━━━━━ ФРАГМЕНТ СТРАНИЦЫ ━━━━━

Она взяла в руки папку с моей фамилией на обложке и пролистала документы.
– Доктор Пек говорит, у вас в Цветочной палате был больной по имени Мартин. Однажды вы при всей команде сказали, что, по-вашему, для него не разработано нормального плана лечения. – Она перевернула страницу и уставилась в нее поверх очков. – Доктор Пек полагает, что это было крайним неуважением по отношению к команде, которая трудилась не покладая рук.
Сердце у меня заколотилось. Ощущение было такое, будто я сейчас растекусь лужицей и впитаюсь в низкое кресло.
«Чушь собачья!» – подумал я. И медсестрам, и психологам до смерти надоело, что доктор Пек палец о палец не ударит ради Мартина. Они так и сказали мне – этими самыми словами – однажды утром, когда мы все ждали, когда доктор Пек наконец явится на обход! Но говорить гадости о начальнице я не мог. Как известно, дерьмо всегда плавает сверху вниз, а не снизу вверх. Это я знал.
– Я и в самом деле считал, что нам нужен план получше, – робко выговорил я.
– Но теперь-то вы понимаете, что это могло быть воспринято как… – Она откашлялась. – Как обида?
Знай я заранее, что меня ждет такой нагоняй, я бы по крайней мере подумал, что сказать в свое оправдание, но меня ввели в заблуждение. Мне стало нехорошо и захотелось поскорее уйти.
Руководительница программы всерьез обдумывала, не стоит ли прекратить мое обучение или продлить его под целительным началом доктора Пек. Я умолял ее разрешить мне поменять консультанта, поскольку я был уверен, что смогу достойно проявить себя, если у меня будет начальник получше. Все это было настоящей оплеухой моему самолюбию и чувству собственного достоинства. До этого момента мои руководители давали мне положительную обратную связь, и я считал себя неплохим врачом. Теперь я сомневался, подхожу ли для этой профессии. В результате я потом несколько месяцев не мог принять ни одного решения, не возвращаясь к нему в мыслях снова и снова – у меня был кризис уверенности в своих клинических навыках. Кроме того, на работе меня одолевали паранойя и постоянная неловкость – я был словно продавец, которого поймали на попытке запустить руки в кассу и дали последнее предупреждение.

━━━━━ ИСХОДНЫЕ ДАННЫЕ ━━━━━

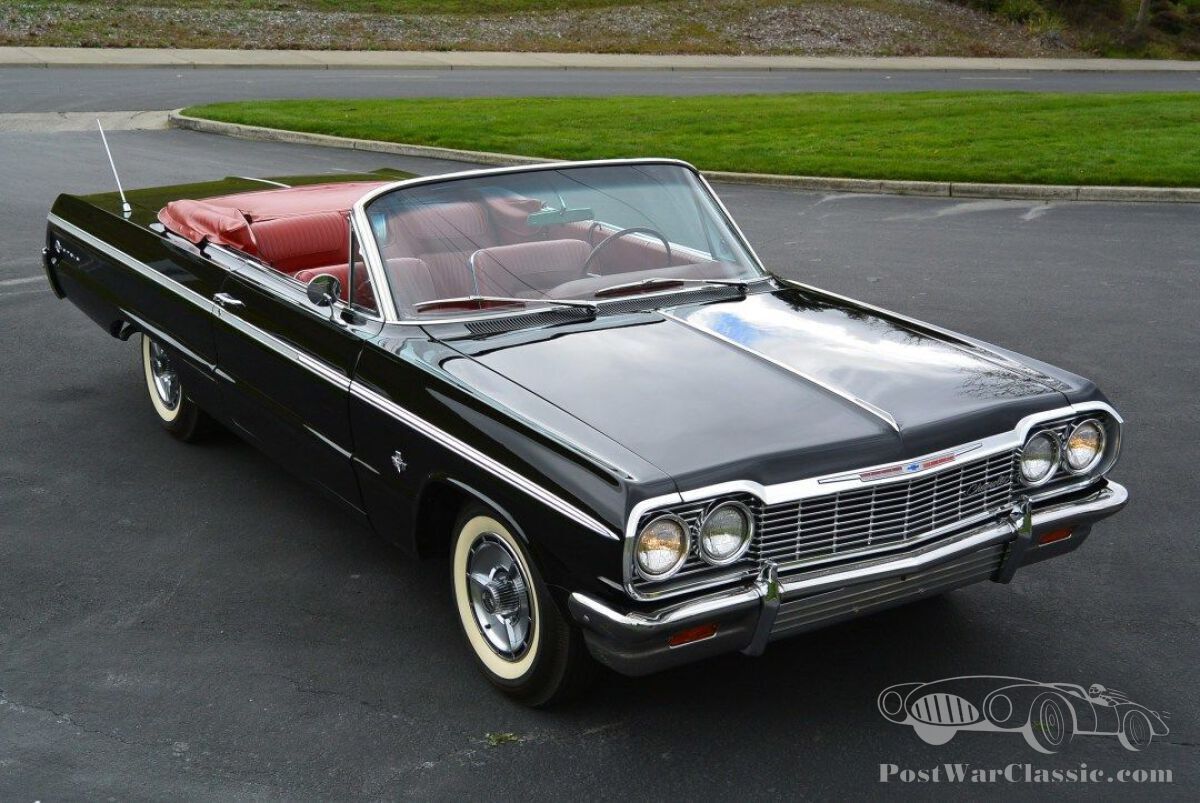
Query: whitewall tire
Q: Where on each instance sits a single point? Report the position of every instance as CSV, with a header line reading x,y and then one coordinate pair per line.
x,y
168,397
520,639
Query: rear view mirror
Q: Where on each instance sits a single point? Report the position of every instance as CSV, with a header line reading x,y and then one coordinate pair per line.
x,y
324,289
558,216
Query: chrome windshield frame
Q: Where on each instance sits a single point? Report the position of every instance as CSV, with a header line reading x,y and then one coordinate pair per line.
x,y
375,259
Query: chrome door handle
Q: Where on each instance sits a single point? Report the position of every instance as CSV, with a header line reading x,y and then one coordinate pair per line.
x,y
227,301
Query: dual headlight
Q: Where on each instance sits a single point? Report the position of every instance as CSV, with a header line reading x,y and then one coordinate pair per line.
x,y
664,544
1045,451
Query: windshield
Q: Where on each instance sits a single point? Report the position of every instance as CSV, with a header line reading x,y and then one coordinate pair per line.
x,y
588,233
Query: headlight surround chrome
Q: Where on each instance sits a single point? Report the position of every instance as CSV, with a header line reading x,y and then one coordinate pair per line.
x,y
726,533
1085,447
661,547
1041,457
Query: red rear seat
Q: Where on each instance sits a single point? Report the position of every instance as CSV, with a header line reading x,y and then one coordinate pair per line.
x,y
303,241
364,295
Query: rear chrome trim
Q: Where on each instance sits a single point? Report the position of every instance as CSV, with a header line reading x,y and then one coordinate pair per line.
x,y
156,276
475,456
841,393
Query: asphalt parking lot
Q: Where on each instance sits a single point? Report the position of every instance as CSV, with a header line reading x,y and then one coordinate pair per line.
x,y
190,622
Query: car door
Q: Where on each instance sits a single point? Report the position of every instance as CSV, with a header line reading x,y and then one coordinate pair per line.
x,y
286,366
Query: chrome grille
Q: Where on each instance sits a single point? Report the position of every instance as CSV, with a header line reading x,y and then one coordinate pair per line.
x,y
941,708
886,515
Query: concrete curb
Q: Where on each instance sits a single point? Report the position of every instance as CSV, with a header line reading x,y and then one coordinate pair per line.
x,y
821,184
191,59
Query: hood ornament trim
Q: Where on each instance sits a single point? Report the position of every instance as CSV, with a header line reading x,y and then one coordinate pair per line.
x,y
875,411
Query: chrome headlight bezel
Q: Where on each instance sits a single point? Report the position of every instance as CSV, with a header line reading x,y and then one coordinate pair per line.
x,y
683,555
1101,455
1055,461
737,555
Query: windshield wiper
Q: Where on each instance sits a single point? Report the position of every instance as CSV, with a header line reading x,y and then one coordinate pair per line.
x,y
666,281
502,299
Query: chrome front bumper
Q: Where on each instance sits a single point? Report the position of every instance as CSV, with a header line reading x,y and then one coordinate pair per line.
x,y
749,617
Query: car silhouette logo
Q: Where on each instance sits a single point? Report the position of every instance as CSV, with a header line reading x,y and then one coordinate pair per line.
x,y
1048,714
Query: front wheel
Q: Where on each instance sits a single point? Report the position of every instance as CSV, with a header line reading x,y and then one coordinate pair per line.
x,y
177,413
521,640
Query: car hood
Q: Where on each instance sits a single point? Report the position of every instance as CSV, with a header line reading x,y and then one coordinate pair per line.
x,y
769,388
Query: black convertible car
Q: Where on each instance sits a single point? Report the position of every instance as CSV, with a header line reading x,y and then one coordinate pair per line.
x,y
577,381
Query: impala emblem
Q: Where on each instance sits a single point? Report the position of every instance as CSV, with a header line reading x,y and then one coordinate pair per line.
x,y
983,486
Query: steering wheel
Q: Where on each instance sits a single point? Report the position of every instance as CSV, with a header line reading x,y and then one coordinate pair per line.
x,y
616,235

━━━━━
━━━━━ ИСХОДНЫЕ ДАННЫЕ ━━━━━

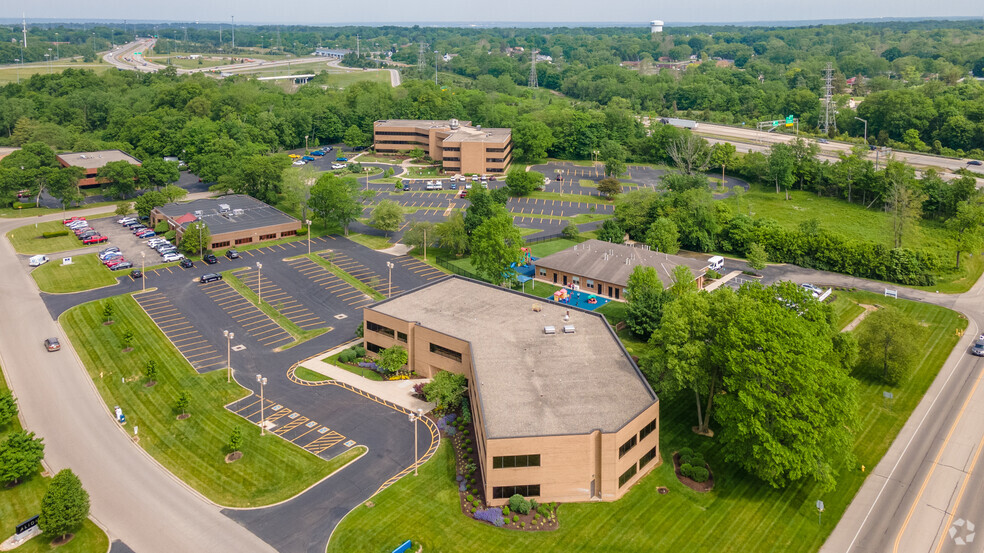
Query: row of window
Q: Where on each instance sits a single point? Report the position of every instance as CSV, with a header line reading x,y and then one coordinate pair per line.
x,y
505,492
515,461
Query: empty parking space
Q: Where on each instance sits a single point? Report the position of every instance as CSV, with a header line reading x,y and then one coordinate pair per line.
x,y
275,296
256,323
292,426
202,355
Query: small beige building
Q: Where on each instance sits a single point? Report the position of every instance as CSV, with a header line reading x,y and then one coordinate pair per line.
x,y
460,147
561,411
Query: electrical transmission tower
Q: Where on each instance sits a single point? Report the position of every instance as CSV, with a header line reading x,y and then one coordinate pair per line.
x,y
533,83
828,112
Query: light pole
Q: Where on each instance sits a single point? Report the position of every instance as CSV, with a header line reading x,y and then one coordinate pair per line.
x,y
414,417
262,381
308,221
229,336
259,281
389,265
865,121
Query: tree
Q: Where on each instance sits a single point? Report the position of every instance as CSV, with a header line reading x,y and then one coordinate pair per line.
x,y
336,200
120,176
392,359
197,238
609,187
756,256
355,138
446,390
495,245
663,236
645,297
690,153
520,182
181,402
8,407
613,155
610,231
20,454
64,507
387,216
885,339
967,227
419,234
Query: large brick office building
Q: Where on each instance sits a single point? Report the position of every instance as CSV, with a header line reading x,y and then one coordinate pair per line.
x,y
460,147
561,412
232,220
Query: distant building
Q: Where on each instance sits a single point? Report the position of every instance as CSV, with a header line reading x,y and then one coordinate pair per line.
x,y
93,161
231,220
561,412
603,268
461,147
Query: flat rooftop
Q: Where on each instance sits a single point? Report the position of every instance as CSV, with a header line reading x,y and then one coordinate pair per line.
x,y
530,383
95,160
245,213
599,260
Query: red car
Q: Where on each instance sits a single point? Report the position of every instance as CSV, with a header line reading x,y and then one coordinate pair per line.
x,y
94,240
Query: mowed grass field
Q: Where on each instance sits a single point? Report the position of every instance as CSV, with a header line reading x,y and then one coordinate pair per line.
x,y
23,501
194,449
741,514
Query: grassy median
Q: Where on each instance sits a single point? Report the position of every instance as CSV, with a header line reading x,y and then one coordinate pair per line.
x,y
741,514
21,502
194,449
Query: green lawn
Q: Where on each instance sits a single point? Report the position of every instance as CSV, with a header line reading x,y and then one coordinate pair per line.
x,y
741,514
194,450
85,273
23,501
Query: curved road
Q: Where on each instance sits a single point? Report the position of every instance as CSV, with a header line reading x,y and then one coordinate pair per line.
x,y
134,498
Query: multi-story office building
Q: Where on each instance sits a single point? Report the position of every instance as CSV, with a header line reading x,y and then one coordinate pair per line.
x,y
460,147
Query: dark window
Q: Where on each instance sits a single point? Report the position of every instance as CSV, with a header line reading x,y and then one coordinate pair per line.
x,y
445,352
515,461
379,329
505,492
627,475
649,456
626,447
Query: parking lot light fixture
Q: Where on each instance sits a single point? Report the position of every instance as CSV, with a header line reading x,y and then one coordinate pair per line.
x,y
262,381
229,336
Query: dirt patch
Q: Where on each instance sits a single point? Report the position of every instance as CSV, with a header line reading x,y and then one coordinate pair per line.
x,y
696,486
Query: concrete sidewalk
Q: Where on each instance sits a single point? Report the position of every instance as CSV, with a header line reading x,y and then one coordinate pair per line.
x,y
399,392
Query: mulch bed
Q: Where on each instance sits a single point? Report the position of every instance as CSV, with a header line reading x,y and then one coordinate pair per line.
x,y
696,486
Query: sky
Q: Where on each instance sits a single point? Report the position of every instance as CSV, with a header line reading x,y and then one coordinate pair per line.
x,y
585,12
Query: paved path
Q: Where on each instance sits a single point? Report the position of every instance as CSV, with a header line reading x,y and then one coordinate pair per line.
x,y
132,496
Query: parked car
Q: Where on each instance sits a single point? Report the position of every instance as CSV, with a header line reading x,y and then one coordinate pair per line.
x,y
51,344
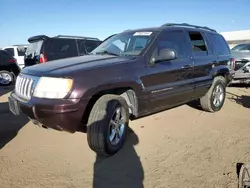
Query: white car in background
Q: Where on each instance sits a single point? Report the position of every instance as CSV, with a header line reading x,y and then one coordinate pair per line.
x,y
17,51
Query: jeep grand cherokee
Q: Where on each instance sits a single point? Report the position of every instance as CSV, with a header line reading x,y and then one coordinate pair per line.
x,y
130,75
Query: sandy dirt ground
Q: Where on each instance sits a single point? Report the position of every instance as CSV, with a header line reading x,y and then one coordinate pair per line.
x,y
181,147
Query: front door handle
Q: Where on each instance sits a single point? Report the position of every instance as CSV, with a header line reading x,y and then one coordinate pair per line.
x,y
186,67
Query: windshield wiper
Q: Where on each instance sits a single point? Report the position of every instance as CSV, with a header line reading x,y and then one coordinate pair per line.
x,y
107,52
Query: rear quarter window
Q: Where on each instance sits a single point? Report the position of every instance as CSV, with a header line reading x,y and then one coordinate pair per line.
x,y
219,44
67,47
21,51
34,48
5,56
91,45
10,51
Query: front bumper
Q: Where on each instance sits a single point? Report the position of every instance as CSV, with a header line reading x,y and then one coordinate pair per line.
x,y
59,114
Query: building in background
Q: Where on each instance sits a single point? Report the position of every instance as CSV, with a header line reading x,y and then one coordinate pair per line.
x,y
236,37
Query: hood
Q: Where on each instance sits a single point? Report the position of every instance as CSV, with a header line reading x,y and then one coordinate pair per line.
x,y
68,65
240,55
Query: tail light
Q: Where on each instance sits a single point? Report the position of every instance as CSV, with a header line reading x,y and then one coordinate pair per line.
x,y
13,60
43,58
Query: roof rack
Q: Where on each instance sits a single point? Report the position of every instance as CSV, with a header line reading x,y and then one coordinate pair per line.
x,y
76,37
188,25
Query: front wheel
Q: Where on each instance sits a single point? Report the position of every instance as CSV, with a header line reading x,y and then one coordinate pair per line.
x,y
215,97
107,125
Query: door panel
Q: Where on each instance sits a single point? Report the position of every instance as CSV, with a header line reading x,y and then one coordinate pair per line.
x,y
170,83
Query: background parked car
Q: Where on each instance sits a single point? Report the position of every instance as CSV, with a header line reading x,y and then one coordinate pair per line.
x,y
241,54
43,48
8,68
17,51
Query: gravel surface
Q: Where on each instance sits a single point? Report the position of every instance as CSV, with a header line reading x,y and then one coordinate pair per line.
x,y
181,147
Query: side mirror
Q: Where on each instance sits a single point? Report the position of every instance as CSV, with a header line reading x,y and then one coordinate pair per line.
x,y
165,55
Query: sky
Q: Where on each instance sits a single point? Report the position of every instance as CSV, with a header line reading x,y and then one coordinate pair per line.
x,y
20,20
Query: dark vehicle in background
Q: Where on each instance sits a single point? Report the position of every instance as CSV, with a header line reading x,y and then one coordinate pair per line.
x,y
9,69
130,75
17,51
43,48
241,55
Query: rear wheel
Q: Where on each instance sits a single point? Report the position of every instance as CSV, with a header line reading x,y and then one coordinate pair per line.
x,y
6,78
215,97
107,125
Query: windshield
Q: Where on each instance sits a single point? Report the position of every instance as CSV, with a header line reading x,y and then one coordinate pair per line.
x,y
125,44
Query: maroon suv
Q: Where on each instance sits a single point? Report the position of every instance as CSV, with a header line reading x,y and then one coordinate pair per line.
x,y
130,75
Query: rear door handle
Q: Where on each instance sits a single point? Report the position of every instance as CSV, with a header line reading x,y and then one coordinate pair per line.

━━━━━
━━━━━ ИСХОДНЫЕ ДАННЫЕ ━━━━━

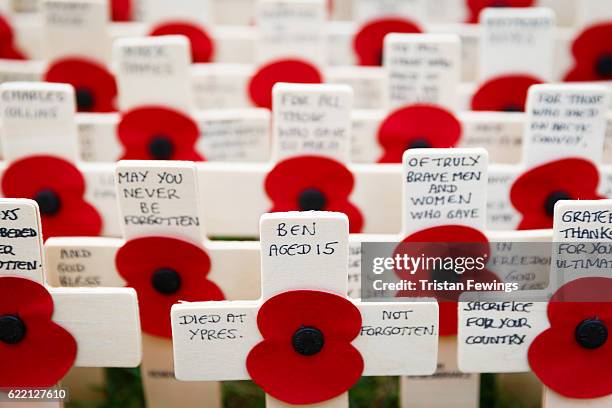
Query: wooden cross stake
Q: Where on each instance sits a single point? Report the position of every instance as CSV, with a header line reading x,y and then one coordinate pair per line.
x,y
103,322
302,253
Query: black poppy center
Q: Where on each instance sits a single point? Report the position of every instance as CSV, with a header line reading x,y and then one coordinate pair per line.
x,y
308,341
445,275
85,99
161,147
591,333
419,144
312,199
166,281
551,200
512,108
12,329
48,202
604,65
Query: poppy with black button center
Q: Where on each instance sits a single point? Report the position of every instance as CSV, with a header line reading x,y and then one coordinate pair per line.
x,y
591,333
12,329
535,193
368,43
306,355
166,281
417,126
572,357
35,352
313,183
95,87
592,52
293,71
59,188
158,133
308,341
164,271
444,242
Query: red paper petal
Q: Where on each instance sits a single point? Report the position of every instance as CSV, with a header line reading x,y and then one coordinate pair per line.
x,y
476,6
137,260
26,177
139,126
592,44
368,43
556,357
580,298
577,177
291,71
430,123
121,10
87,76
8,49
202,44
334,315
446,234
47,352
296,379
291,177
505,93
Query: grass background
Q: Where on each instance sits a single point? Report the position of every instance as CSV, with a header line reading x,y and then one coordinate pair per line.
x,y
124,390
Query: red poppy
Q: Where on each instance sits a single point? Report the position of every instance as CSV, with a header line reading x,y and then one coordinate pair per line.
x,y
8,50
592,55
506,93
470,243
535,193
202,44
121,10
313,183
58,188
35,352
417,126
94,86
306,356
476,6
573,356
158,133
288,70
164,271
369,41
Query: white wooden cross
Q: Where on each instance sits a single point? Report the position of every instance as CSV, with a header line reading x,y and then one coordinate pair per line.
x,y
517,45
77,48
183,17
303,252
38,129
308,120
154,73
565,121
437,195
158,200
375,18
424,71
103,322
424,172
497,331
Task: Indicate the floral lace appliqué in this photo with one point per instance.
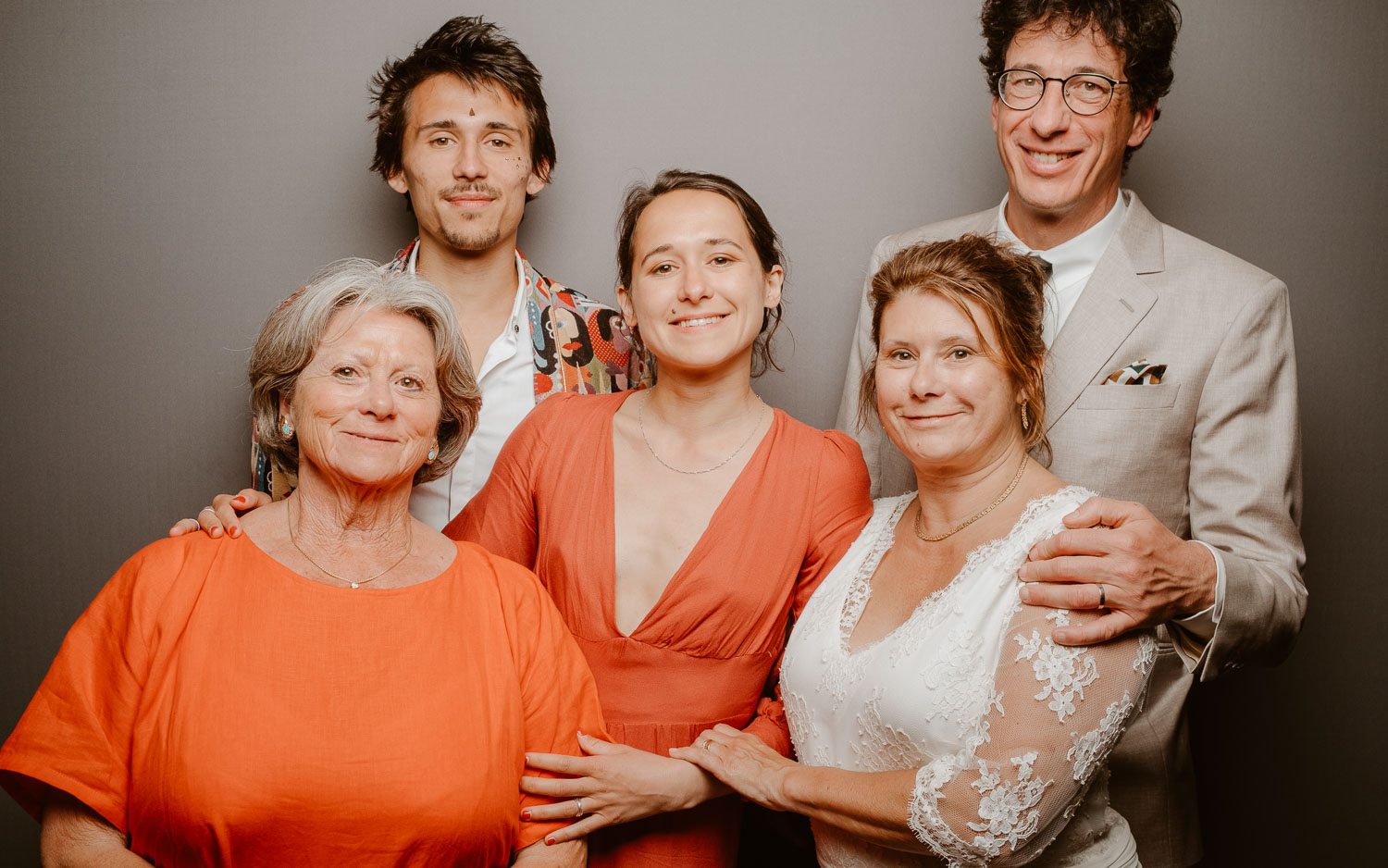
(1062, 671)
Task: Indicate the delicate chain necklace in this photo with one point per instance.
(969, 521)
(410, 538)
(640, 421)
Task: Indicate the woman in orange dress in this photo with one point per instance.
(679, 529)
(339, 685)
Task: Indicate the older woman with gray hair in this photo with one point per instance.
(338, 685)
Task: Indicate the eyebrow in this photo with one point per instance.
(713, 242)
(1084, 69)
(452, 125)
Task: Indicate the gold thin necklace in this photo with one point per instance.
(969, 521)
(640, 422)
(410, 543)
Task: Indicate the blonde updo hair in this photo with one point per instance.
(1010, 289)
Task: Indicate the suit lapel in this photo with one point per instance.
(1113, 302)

━━━━━

• **ЗАДАНИЯ ДЛЯ ВЫПОЛНЕНИЯ**
#1 Воспроизведите без изменений часть рассказа о выговоре за критику плана лечения: всё, начиная со слов «Она взяла в» и вплоть до слов «в низкое кресло.».
#2 Продолжите рассказ о выговоре за критику плана лечения, начав сразу после его последнего предложения.

• **ОТВЕТЫ К ЗАДАНИЯМ**
#1
Она взяла в руки папку с моей фамилией на обложке и пролистала документы.
– Доктор Пек говорит, у вас в Цветочной палате был больной по имени Мартин. Однажды вы при всей команде сказали, что, по-вашему, для него не разработано нормального плана лечения. – Она перевернула страницу и уставилась в нее поверх очков. – Доктор Пек полагает, что это было крайним неуважением по отношению к команде, которая трудилась не покладая рук.
Сердце у меня заколотилось. Ощущение было такое, будто я сейчас растекусь лужицей и впитаюсь в низкое кресло.

#2
Мне пришлось подписать свою характеристику, и я получил экземпляр отзыва доктора Пек, в который руководительница программы все это время глядела поверх очков. Вместо того чтобы заполнить одно небольшое поле внизу страницы, где значилось «рекомендованные зоны развития», доктор Пек исписала почти четыре страницы. Доктор Пек, которая никогда не приходила вовремя на собрания и подавала недописанные отчеты, пожалуй, за все время моей стажировки у нее не потратила столько сил ни на одну рабочую задачу. Сегодня я держу эту характеристику в верхнем ящике стола на работе и время от времени перечитываю, когда мне нужно для вдохновения напомнить себе, сколько трудностей пришлось преодолеть, чтобы стать консультантом.
К счастью, в остальном мое обучение прошло относительно гладко. И я благодарен доктору Пек за то, что она преподала мне два урока: как не надо работать консультантом и как держать рот на замке (по крайней мере, пока ты стажер).
Терпение никогда не входило в число моих достоинств. Приближался последний отрезок моего трехлетнего постдипломного образования, и я был уверен, что во всем разобрался и что стать консультантом мне вполне по зубам. Я был наивен. Не понимал, что подлинная суть этого статуса – не диагностика и лечение больных. Это само собой разумеется. Все дело в искусстве управления. Надо уметь управлять командой специалистов по лечению психических болезней, курировать молодых врачей, медсестер, психологов, эрготерапевтов, социальных работников. Следить, чтобы каждый чувствовал, что его ценят, был доволен жизнью и выполнял свою часть работы. Нужно умерять ожидания и надежды, мириться с тем, что хотя у большинства пациентов путь к выздоровлению относительно предсказуем и более или менее линеен, тем не менее «и нас обманывает рок, и рушится сквозь потолок на нас нужда»[1] – и это касается самых прекрасных планов лечения. А еще наша работа – это умение управлять временем и справляться с бумажной работой. Первого у нас вечно в обрез, зато второй – пруд пруди. А еще мы должны управлять риском, уметь сохранять присутствие духа – ведь сколько бы сил мы ни прикладывали в больничных стенах, невозможно контролировать внешние факторы, которые воздействуют на больного после выписки.